■ Data provided ■
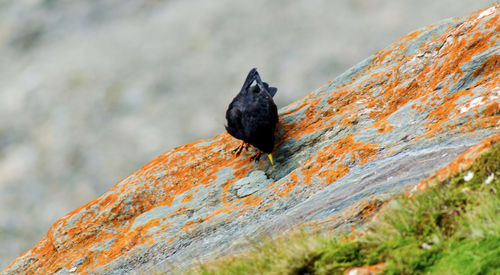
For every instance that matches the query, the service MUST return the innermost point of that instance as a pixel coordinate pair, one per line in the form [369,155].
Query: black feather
[252,115]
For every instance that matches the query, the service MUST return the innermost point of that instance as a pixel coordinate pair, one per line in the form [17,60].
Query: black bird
[252,116]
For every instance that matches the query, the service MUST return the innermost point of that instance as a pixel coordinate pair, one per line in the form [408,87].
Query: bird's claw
[237,150]
[256,157]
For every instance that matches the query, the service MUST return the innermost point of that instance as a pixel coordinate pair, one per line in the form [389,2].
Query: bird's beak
[270,158]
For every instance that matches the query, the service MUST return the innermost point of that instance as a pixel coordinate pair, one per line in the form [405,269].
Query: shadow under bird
[252,116]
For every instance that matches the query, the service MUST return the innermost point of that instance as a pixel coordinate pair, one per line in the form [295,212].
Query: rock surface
[375,131]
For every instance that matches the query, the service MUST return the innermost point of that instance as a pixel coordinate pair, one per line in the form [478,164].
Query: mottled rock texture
[375,131]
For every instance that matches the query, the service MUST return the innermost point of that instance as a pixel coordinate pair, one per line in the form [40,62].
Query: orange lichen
[393,82]
[187,198]
[463,162]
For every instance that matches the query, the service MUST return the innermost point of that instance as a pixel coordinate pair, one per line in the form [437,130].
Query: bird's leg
[243,145]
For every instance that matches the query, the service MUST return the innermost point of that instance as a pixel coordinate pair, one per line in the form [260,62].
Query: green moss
[453,228]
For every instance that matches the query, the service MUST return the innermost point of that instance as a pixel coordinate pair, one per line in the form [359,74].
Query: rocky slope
[376,130]
[80,77]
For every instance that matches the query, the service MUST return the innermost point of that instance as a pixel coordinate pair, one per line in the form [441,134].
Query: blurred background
[92,90]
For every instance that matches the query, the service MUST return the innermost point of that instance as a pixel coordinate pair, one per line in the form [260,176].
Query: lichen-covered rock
[382,126]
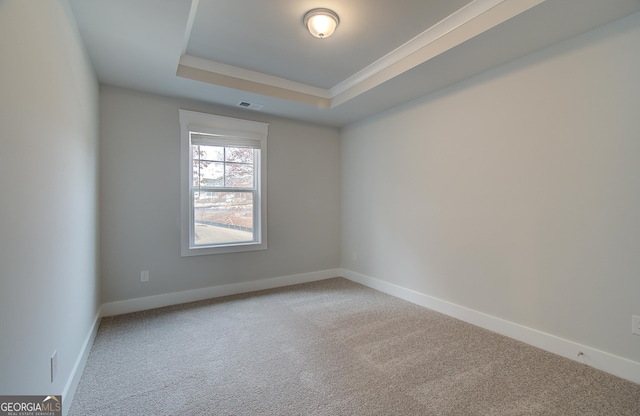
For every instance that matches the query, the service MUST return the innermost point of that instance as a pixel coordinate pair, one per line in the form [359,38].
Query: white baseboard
[158,301]
[76,373]
[612,364]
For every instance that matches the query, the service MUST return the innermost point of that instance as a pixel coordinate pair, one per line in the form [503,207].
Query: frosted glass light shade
[321,22]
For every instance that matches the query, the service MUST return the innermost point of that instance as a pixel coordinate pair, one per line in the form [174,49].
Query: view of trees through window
[223,192]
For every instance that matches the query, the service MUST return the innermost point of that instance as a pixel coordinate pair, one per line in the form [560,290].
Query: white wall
[515,193]
[49,294]
[140,191]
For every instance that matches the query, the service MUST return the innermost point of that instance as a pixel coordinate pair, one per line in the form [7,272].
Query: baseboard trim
[78,368]
[176,298]
[612,364]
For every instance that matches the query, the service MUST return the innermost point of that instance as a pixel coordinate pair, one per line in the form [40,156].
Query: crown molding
[466,23]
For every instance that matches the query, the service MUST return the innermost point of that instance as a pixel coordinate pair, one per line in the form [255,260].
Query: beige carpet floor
[329,348]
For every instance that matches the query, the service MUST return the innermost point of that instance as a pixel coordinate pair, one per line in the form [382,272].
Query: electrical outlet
[635,319]
[54,365]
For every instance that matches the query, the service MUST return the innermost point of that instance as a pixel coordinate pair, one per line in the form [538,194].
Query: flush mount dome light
[321,22]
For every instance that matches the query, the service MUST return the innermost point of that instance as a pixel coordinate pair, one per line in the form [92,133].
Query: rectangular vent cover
[250,106]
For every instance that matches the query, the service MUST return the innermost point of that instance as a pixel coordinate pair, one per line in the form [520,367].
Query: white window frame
[232,131]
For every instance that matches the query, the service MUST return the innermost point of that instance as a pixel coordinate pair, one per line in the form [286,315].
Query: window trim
[236,131]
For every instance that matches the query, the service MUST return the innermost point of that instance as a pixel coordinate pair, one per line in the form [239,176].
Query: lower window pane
[222,218]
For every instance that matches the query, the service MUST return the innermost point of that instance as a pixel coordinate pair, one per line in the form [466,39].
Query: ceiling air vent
[250,106]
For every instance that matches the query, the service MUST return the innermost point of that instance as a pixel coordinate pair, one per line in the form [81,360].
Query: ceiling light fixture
[321,22]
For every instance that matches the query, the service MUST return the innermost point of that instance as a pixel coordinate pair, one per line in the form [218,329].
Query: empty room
[223,207]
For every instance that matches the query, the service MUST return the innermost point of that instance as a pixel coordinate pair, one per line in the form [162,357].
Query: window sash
[214,130]
[255,216]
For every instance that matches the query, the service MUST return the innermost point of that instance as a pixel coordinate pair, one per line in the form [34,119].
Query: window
[223,207]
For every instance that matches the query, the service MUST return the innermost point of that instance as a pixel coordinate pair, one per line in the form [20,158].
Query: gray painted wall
[140,191]
[515,193]
[49,295]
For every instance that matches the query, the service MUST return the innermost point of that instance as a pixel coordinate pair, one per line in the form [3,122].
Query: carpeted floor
[329,348]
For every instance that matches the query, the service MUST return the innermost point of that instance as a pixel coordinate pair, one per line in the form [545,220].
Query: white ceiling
[384,52]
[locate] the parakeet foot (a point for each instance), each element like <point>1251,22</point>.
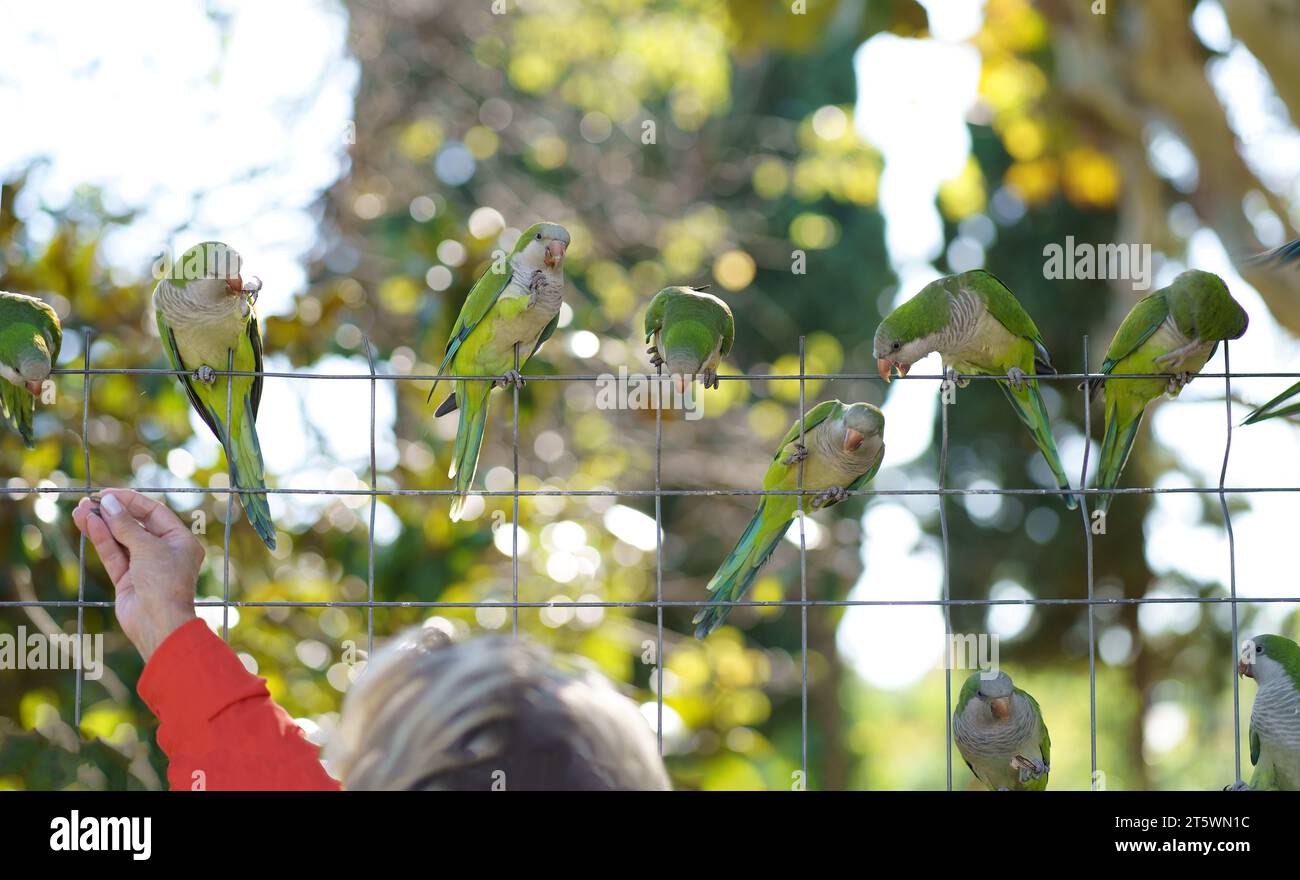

■ Work item ■
Could you repeat all of the data exactly, minus the pictures?

■ Written solution ■
For every instance that matches the query, the service MUST return the innermost point of that instance as a pixel coordinate pair, one per line in the form [369,155].
Query: black feather
[252,115]
For every instance that matches the query, the service MUST return the innermost point of that instance as a pixel coordinate pair, one per line in the form [17,60].
Query: black bird
[252,116]
For every instance that matches the query, the service MUST return the innermost point of that instance as a pixel coordinate pair, one per line in the form [408,87].
Query: bird's claw
[237,150]
[256,157]
For every instance that matches the query, the service MUST return the innermost point of that instance as a pixel coordinate pair, one per line in the form [389,2].
Query: bird's beak
[270,158]
For every instance that matches the query, the service MUST return the innermost point of that instance as a pixel coordinate pair, one per line in the form [405,269].
Query: shadow under bird
[252,116]
For every instance that matches the query, the service MUST return the innermost point of that instance as a pixel coordinate pair, one per line in the form [295,212].
Query: rock surface
[375,131]
For every instance that matches the query, the service MUST return the innermost point of that instance as a pixel coordinate pair, one per line in the form [478,164].
Query: mottled rock texture
[375,131]
For every instance that matches the query, the service MUST return the innermost point of that instance as a pixel coordinate pair, one per line in the form [40,62].
Query: orange lichen
[393,82]
[187,198]
[463,162]
For every instance that matches the query, the service MUST return the innermost point of that instance as a pixel coordinate pair, one per line in the form [437,130].
Query: bird's leg
[243,145]
For every instance that matches the query, the service MUST return the innermost point of that instance as a pixel coordinate pair, one per line in the form [260,62].
Query: green moss
[453,228]
For every instance that matches the query, the service MUST return the innermost point of that instance as a pixel coordinate pair, one per line in the form [359,74].
Query: rocky slope
[376,130]
[80,77]
For every instance that matches the query, the service MUST return the innermost point of that instance as a pixel coordinate pair, one per line in the form [441,134].
Query: blurred background
[92,90]
For every instance that matches the query, the service MUST return the innermost point of that instance as a pixel coordinate pair, one per line in the form [260,176].
Query: lichen-covered rock
[382,126]
For every instance that matches the query, the service MUST return the innermost point of that instance as a pixel coordinate pair, one per line in the form [359,38].
Query: white baseboard
[158,301]
[76,373]
[612,364]
For every instance that matches the query, the service MUST return the innermost point of that instance as a pixel coordinate pair, one per line in the form [503,207].
Query: frosted glass light shade
[321,22]
For every instance that matches the query, the service MUST return the innermost point of that instance as a pixel coordinate pair, one per line in the form [174,49].
Query: view of trees through window
[223,192]
For every instance that matches the query, the service MUST return the innermost point of that instance as a pixel coordinate pair, one per line in the form [560,290].
Query: white wall
[515,193]
[49,294]
[140,191]
For every instance that matches the query, the service MUST return the innermost point of that instance as a pixel coordinate pair, one per line in the form [7,272].
Query: baseboard trim
[78,368]
[176,298]
[612,364]
For every instance that matches the query, the service MUST return the innermost point of that instance as a pixel coordinate pair, one per line in the form [40,156].
Query: crown molding
[466,23]
For every instance that matches the query, the service MUST return the innermost point of that instance as a pixel coordinate pair, one per line in the form [255,260].
Query: beige carpet floor
[329,348]
For every instance that matches the query, the service MUST return the innermost point of that instance as a pixel coordinate pair, one per line in the form [382,272].
Query: electrical outlet
[635,319]
[54,365]
For every instance that matches the query, the service MUST return the innermost point of that instance as a pixel coordinate pair, one per line in the form [538,194].
Query: flush mount dome light
[321,22]
For every instance that matches the query, the service MUST return the innermost point of that instance as a pixel coordinate pair, one per line in the form [92,133].
Query: rectangular vent cover
[250,106]
For every instance that matches the query, the service MUST return the innermost point of that instance as a pixel coordinate pair, one per line in the form [520,367].
Query: white window frame
[232,131]
For every instance that matches the query, the service MUST return the innermost point of that instance as a pixel coordinate pair, one per line in the form [286,315].
Query: window trim
[236,131]
For every instance that matches the query, the service MUST return the innermost point of that instance as a pixel coordinate pair, one per line in the form [239,176].
Query: lower window pane
[222,218]
For every instance that matches the query, the service MUST return the innermost point of that instance as a pixel coordinate pair, one per line in the form [466,39].
Query: ceiling air vent
[250,106]
For every instance that matches the query, the service MUST return the innermost point of that instance as a pixel coordinate pair, one per line in the form [81,360].
Query: ceiling light fixture
[321,22]
For every instance that matches the query, the service MUST return the innermost point of that instance as a pixel coordinate pair, one per line in the form [218,329].
Query: empty room
[223,207]
For every instance that matches the query, the service MUST return the innermost point of that instance as a pixel coordinate pair, one per line in the form [162,357].
Query: window sash
[214,130]
[255,216]
For every instance that matches the query, the service MUST return the innermost point of that instance as a pixel coordinate pair, one per line in the form [34,119].
Query: window
[223,207]
For every instance that matches the query, the service MUST return the innermost point of that instance as a pixel coordinate pair, one per line in the form [20,158].
Query: gray painted wall
[140,191]
[515,193]
[49,295]
For every instance that matches the query, the service MUST return the innermost point of that instance as a pixel coordinate pair, one per line in the form [3,122].
Query: carpeted floor
[329,348]
For every instance that matches the query, the service MUST return the innermost point of that instance as a pixel coordinate pair, one per line in the form [545,220].
Query: white ceiling
[384,52]
[locate] the parakeet foot (a point for each instance), each element like <point>1251,22</point>.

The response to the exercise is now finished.